Extracted data |
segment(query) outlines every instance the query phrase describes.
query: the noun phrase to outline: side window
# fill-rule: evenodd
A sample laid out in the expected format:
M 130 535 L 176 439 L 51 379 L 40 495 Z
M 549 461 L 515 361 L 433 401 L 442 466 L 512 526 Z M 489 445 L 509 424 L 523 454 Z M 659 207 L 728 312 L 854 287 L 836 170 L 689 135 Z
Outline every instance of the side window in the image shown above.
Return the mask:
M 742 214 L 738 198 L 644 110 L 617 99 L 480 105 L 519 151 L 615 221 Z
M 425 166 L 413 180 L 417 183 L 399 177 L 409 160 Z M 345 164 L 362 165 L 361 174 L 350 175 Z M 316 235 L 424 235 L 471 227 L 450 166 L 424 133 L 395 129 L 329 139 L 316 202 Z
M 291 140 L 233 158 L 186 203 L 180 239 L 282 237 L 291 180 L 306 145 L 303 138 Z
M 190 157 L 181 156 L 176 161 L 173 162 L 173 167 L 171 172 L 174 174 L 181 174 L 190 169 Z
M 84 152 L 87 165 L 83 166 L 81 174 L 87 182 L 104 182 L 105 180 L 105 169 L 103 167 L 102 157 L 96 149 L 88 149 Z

Written problem | Quote the entries word for word, from their first line through the line containing "M 549 461 L", including both of those lines.

Result of the exercise |
segment(query) outlines every instance the query phrase describes.
query: the noun phrase to outline: side window
# fill-rule: evenodd
A sample laid out in the expected format:
M 130 535 L 176 439 L 51 379 L 40 495 Z
M 549 461 L 515 361 L 433 401 L 442 466 L 512 526 Z M 489 445 L 509 424 L 523 454 Z M 659 207 L 728 312 L 854 287 L 836 170 L 689 135 Z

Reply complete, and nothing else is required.